■ **TEXT SHOWN**
^^^^^^^^^^^^^^^^

Unlike SNNs, which often leverage both input sparsity and internal activation sparsity (i.e., neurons only compute when they spike), our current SSM implementation does not enforce sparse internal activations. The system’s efficiency is primarily derived from leveraging the input sparsity of the event-based data; active computation (e.g., VMM) is needed only when an event arrives, while the state evolution is handled passively by device physics. Inducing sparsity in the internal SSM activations, perhaps through thresholding or other mechanisms, could offer a path to even greater energy savings and remains a direction for future research.

We note the intrinsic STM of physical devices like WOₓ has also been used in networks such as reservoir computing (RC)⁴¹ to process temporal information. However, the proposed SSM model is fundamentally different from reservoir computing. In particular, the SSM model, including the state dynamic governed by the decay parameter ${{\boldsymbol{\Lambda }}}$, is trained end-to-end, whereas in RC systems only the output (or readout) layer needs to be trained and the internal reservoir is not trainable. Although the decay constants are fixed in the proposed SSM during inference to align with hardware physics, their values are not random. Instead, they are systematically determined by first training them as learnable parameters and then fixing them to a layer-wise average that proved effective for the task.

^^^^^^^^^^^^^^^^

■ **ENTRIES**
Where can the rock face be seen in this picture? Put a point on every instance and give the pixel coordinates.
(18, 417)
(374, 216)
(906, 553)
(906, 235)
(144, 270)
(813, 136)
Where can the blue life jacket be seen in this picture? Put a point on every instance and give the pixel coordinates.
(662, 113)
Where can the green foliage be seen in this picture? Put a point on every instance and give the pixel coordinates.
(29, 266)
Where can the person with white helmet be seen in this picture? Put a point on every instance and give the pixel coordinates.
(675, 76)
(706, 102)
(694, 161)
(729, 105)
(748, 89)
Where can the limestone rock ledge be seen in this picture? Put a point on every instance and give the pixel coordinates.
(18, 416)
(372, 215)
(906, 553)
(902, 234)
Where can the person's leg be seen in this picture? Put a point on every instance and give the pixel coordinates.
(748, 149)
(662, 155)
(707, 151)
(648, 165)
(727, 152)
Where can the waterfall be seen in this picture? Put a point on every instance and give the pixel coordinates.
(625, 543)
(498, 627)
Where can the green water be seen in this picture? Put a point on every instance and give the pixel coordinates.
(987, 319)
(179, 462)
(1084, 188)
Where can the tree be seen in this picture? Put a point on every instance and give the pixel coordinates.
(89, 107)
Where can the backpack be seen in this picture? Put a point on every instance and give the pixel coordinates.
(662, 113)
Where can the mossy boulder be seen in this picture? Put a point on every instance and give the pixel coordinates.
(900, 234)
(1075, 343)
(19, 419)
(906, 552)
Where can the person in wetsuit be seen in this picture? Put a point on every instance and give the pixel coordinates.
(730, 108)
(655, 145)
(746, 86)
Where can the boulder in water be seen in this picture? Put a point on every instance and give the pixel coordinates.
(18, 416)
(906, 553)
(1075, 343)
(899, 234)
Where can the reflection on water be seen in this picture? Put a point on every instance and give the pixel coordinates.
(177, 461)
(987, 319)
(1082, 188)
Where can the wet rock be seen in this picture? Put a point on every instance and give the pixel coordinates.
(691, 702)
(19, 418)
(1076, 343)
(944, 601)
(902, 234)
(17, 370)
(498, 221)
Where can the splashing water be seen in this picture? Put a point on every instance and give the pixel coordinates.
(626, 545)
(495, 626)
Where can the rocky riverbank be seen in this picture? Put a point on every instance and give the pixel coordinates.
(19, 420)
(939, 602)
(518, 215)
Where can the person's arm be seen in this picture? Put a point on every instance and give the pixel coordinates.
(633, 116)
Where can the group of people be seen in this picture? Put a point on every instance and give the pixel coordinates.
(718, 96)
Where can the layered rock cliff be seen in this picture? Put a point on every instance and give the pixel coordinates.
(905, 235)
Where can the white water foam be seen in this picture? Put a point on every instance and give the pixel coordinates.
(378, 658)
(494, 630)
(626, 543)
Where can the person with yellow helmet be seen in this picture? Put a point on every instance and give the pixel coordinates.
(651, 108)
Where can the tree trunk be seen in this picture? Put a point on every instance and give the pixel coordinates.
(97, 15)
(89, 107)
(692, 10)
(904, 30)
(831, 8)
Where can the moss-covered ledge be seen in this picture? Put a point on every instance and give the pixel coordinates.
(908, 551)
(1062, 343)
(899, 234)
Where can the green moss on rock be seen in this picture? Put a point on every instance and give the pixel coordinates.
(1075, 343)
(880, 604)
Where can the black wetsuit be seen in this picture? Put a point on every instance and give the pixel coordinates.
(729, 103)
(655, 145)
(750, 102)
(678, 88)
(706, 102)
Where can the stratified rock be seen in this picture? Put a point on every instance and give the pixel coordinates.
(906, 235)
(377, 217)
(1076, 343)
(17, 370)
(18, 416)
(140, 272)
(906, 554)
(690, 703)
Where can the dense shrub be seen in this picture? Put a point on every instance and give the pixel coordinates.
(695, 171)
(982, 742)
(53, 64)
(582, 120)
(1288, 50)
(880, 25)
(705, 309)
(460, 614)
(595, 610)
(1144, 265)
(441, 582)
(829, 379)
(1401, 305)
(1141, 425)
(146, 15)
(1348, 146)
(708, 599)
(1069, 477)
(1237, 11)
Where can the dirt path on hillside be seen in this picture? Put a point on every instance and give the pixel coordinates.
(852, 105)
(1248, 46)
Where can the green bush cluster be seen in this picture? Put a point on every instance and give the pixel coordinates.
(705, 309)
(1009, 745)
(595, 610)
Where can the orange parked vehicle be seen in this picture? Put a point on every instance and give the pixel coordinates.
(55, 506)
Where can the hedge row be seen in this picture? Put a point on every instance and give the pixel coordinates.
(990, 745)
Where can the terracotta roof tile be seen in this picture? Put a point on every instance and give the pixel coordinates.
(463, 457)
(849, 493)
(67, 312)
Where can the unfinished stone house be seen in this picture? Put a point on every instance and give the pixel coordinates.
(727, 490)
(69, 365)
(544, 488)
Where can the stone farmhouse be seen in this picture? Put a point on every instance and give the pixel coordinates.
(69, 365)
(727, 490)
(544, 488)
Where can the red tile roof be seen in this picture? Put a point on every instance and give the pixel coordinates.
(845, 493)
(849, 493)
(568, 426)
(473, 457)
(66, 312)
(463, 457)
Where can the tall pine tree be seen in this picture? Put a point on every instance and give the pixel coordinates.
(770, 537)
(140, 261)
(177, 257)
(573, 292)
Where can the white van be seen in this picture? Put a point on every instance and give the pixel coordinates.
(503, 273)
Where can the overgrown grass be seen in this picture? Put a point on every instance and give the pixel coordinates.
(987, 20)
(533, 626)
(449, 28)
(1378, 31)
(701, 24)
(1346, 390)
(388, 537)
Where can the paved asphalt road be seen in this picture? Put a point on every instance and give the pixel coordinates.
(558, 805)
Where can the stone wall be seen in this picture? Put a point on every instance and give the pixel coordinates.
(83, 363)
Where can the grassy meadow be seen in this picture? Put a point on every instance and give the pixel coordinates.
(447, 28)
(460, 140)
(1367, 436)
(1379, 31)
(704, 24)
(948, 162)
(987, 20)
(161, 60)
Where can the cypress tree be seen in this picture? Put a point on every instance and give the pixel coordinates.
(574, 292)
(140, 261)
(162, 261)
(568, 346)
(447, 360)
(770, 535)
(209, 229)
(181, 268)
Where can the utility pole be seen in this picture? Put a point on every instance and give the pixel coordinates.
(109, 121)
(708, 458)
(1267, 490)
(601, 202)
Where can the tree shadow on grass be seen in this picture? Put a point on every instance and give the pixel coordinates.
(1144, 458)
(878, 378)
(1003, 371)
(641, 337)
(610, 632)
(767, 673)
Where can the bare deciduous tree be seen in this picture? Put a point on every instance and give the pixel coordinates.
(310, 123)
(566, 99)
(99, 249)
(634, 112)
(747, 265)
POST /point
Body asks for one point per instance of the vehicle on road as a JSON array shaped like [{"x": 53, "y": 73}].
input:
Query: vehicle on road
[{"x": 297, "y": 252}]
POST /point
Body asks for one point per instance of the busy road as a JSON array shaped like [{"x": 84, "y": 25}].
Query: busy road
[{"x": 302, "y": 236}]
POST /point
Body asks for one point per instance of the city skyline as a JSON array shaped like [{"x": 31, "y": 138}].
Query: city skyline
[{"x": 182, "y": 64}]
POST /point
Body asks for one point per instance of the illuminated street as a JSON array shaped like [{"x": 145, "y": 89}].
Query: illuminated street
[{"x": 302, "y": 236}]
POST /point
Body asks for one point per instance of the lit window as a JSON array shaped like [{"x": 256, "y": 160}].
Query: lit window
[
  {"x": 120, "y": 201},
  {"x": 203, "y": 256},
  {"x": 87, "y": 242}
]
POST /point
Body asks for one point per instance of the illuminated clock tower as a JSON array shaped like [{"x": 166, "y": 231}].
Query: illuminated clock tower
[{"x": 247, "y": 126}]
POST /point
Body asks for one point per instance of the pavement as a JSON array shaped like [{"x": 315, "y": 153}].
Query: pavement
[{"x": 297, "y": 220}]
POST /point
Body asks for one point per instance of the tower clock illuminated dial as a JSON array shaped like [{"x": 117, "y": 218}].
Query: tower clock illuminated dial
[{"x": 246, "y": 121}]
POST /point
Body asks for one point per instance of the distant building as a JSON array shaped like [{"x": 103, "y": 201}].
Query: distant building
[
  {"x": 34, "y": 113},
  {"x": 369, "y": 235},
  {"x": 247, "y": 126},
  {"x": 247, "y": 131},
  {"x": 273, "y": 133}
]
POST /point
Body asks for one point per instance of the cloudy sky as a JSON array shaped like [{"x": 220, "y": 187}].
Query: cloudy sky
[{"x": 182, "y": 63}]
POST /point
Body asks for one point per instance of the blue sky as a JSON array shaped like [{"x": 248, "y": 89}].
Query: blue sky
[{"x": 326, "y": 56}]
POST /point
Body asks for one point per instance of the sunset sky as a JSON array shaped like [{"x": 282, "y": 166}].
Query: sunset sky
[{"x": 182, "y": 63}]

^^^^^^^^^^^^^^^^

■ **THE PROBLEM**
Reproduce the stretch of the passage on state-space model hardware from "We note the" through "for the task.", substituting "time constants" for "decay constants".

■ **COMPLETED TASK**
We note the intrinsic STM of physical devices like WOₓ has also been used in networks such as reservoir computing (RC)⁴¹ to process temporal information. However, the proposed SSM model is fundamentally different from reservoir computing. In particular, the SSM model, including the state dynamic governed by the decay parameter ${{\boldsymbol{\Lambda }}}$, is trained end-to-end, whereas in RC systems only the output (or readout) layer needs to be trained and the internal reservoir is not trainable. Although the time constants are fixed in the proposed SSM during inference to align with hardware physics, their values are not random. Instead, they are systematically determined by first training them as learnable parameters and then fixing them to a layer-wise average that proved effective for the task.